■ **Stored data**
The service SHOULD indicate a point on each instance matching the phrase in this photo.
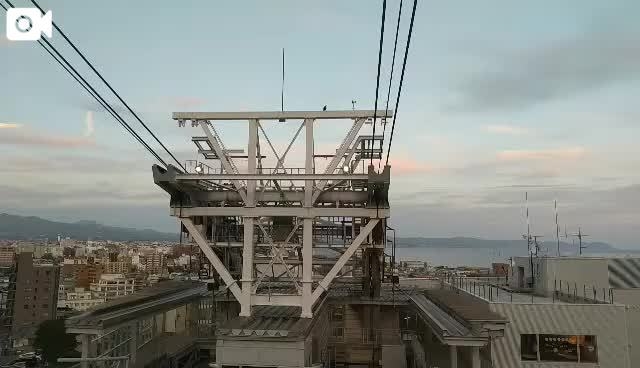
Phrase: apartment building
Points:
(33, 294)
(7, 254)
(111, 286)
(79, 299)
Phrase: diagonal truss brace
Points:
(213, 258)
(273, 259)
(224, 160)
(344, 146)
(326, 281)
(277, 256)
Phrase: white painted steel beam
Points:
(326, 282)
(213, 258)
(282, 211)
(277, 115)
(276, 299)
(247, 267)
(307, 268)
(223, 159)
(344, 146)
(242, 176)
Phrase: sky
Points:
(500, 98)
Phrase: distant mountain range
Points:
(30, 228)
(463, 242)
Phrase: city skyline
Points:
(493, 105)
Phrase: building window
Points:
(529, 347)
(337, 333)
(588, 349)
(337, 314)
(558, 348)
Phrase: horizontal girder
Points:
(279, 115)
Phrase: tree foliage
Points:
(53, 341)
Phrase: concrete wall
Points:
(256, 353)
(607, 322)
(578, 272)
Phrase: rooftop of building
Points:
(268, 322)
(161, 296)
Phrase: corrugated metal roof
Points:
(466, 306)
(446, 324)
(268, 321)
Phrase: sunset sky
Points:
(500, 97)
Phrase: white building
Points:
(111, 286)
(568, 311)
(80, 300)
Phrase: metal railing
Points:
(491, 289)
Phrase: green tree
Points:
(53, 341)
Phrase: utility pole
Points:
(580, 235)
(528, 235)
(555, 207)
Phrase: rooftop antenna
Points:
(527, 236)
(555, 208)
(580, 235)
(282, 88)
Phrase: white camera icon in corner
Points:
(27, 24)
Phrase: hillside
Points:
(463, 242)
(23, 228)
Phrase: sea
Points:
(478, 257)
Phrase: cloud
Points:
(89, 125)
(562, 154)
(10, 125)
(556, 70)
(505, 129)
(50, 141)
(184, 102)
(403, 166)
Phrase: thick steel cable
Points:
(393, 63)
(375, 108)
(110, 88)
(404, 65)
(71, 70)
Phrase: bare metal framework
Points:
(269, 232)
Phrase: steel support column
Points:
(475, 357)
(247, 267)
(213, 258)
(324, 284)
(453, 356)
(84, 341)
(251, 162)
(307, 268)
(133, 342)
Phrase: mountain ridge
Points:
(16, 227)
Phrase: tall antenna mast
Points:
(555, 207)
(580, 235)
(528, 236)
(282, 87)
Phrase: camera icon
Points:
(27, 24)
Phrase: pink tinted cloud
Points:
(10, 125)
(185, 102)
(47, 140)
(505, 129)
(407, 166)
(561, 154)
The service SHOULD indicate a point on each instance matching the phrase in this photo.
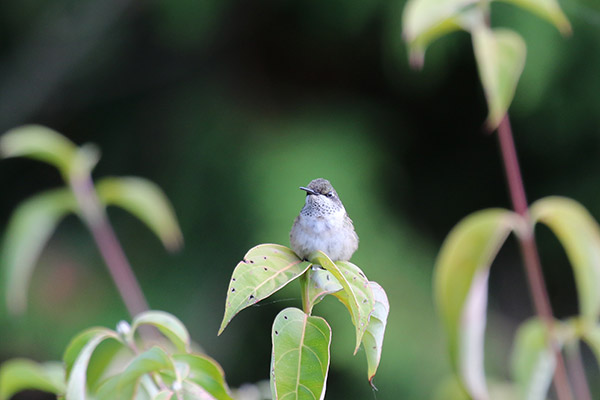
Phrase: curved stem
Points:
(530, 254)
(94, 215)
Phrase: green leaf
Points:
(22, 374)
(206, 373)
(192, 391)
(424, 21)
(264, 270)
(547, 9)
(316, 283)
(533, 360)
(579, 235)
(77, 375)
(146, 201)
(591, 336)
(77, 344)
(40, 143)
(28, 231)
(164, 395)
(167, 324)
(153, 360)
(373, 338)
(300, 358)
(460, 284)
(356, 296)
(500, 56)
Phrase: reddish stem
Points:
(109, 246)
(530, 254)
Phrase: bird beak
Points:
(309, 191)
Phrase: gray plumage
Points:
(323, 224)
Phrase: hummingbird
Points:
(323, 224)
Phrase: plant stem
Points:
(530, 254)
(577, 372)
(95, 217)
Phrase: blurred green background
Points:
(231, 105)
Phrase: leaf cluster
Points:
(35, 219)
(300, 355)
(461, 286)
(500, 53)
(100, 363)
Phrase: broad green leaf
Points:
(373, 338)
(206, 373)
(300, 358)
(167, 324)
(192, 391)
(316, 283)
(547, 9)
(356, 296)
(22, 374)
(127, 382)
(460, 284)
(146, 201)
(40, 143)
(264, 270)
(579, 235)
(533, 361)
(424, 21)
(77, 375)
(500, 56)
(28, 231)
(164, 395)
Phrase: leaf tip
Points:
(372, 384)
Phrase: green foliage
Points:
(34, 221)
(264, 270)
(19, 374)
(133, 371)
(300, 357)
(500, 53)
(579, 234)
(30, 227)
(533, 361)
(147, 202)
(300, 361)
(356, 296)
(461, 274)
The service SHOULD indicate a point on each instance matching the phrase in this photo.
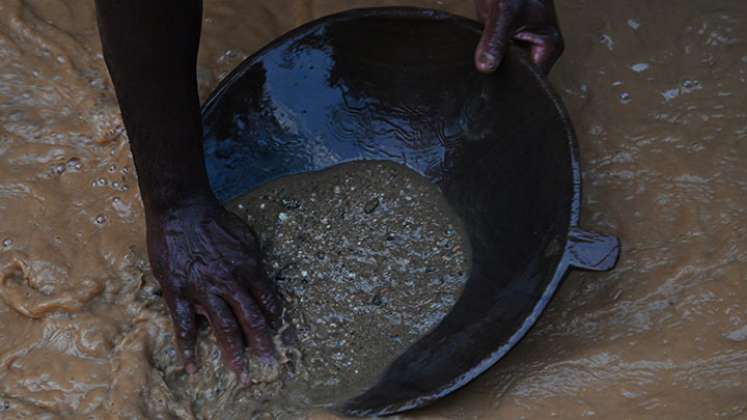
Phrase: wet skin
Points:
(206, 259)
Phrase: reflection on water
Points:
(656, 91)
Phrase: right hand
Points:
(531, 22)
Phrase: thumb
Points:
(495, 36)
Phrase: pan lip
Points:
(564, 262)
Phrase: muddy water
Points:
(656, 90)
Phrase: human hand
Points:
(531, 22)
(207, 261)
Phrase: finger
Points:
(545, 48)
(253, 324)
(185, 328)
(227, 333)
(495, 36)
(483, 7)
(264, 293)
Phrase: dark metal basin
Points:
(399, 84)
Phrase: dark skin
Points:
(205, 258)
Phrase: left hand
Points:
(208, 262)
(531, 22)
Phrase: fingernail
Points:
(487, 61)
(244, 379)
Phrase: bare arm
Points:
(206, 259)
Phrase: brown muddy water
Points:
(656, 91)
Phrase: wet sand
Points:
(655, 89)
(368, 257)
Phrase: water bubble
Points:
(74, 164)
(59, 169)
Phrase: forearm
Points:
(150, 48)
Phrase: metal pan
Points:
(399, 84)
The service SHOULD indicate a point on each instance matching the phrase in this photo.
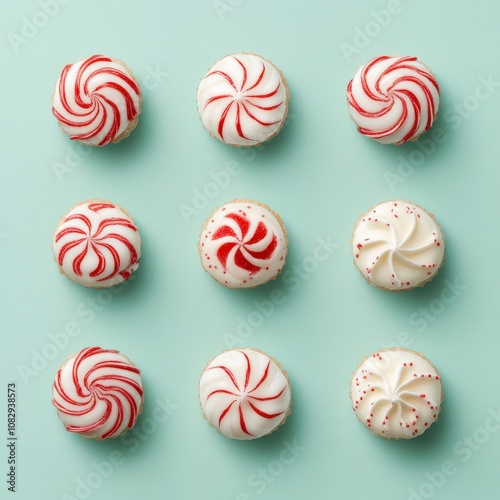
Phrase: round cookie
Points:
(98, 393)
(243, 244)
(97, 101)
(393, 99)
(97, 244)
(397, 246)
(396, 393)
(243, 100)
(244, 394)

■ **Task**
Return each entry exactly as it stands above, apart from any images.

■ **Task solution**
The service SHOULD indicate a point on each instance matching the phrase in this photo.
Phrase: apartment building
Points:
(33, 294)
(7, 254)
(111, 286)
(79, 299)
Phrase: diagonal truss brace
Points:
(213, 258)
(273, 259)
(224, 160)
(344, 146)
(326, 281)
(277, 256)
Phrase: white painted steel beam
Points:
(326, 282)
(213, 258)
(282, 211)
(277, 115)
(276, 299)
(247, 267)
(307, 268)
(223, 159)
(344, 146)
(242, 176)
Phrase: sky
Points:
(500, 98)
Phrase: distant mountain range
Points:
(30, 228)
(463, 242)
Phrase: city skyline
Points:
(493, 105)
Phrase: building window
Points:
(529, 347)
(337, 333)
(588, 349)
(337, 314)
(558, 348)
Phrase: horizontal girder
Points:
(279, 115)
Phrase: tree foliage
Points:
(53, 341)
Phrase: concrete wall
Points:
(256, 353)
(607, 322)
(578, 272)
Phrase: rooftop of building
Points:
(268, 322)
(161, 296)
Phrase: corrugated metal roof
Points:
(466, 306)
(446, 324)
(268, 321)
Phrase: sunset sky
Points:
(500, 97)
Phrase: white building
Points:
(111, 286)
(568, 311)
(80, 300)
Phrase: metal railing
Points:
(491, 289)
Phrase: green tree
Points:
(53, 341)
Phrase: utility pole
Points:
(580, 235)
(528, 235)
(555, 207)
Phrase: rooftop antenna
Points:
(527, 236)
(555, 208)
(580, 235)
(282, 88)
Phrase: white camera icon in corner
Points:
(27, 24)
Phrase: hillside
Points:
(463, 242)
(23, 228)
Phrase: sea
Points:
(478, 257)
Phrase: cloud
Points:
(89, 125)
(562, 154)
(10, 125)
(556, 70)
(505, 129)
(50, 141)
(184, 102)
(403, 166)
Phrase: thick steel cable
Points:
(393, 63)
(375, 108)
(110, 88)
(404, 65)
(71, 70)
Phrase: bare metal framework
Points:
(269, 232)
Phrase: steel support column
Points:
(475, 357)
(247, 267)
(213, 258)
(324, 284)
(453, 356)
(84, 341)
(251, 162)
(307, 268)
(133, 342)
Phrase: mountain ridge
Points:
(16, 227)
Phrase: tall antenna mast
Points:
(555, 207)
(580, 235)
(528, 236)
(282, 87)
Phrase: camera icon
Points:
(27, 24)
Phrase: pink tinted cloud
Points:
(10, 125)
(185, 102)
(47, 140)
(505, 129)
(407, 166)
(561, 154)
The service SHOULD indicate a point on each instance matching the phrase in this photo.
Phrase: curved stem
Points:
(530, 254)
(94, 215)
Phrase: green leaf
Points:
(22, 374)
(206, 373)
(192, 391)
(424, 21)
(264, 270)
(547, 9)
(316, 283)
(533, 360)
(579, 235)
(77, 375)
(146, 201)
(591, 336)
(77, 344)
(40, 143)
(28, 231)
(164, 395)
(167, 324)
(153, 360)
(373, 338)
(300, 358)
(460, 284)
(356, 296)
(500, 56)
Phrase: reddish stem
Points:
(109, 246)
(530, 254)
Phrase: bird beak
Points:
(309, 191)
Phrase: gray plumage
Points:
(323, 224)
Phrase: hummingbird
Points:
(323, 224)
Phrase: plant stem
Points:
(530, 254)
(577, 372)
(95, 217)
Phrase: blurred green background
Points:
(231, 105)
Phrase: leaf cluster
Points:
(35, 219)
(300, 355)
(461, 286)
(500, 53)
(100, 363)
Phrase: broad green leaf
Points:
(373, 338)
(206, 373)
(300, 358)
(167, 324)
(192, 391)
(316, 283)
(547, 9)
(356, 296)
(22, 374)
(127, 382)
(460, 284)
(146, 201)
(40, 143)
(264, 270)
(579, 235)
(533, 361)
(424, 21)
(77, 375)
(500, 56)
(28, 231)
(164, 395)
Phrase: leaf tip
Points:
(372, 384)
Phrase: green foliage
Points:
(34, 221)
(264, 270)
(19, 374)
(133, 371)
(300, 357)
(500, 53)
(579, 234)
(30, 227)
(533, 361)
(147, 202)
(300, 361)
(356, 296)
(461, 274)
The service SHOULD indicate a point on each instance matching the phrase in this photo.
Phrase: wet skin
Points:
(206, 259)
Phrase: reflection on water
Points:
(656, 91)
Phrase: right hand
Points:
(531, 22)
Phrase: thumb
Points:
(495, 36)
Phrase: pan lip
Points:
(564, 262)
Phrase: muddy water
Points:
(656, 90)
Phrase: human hand
Points:
(531, 22)
(207, 261)
Phrase: finger
Points:
(545, 48)
(253, 324)
(185, 328)
(227, 333)
(495, 36)
(483, 7)
(264, 293)
Phrase: dark metal basin
Points:
(399, 84)
Phrase: dark skin
Points:
(205, 258)
Phrase: left hand
Points:
(208, 262)
(531, 22)
Phrase: fingernail
Points:
(487, 61)
(244, 379)
Phrase: bare arm
Points:
(206, 259)
Phrase: brown muddy water
Points:
(656, 91)
Phrase: wet sand
Points:
(655, 89)
(368, 257)
Phrase: water bubble
Points:
(74, 164)
(59, 169)
Phrase: forearm
Points:
(150, 48)
Phrase: metal pan
Points:
(399, 84)
The service SHOULD indicate a point on each instance matching the phrase in this photo.
Phrase: round cookie
Points:
(98, 393)
(243, 244)
(97, 101)
(393, 99)
(97, 244)
(397, 246)
(396, 393)
(243, 100)
(244, 394)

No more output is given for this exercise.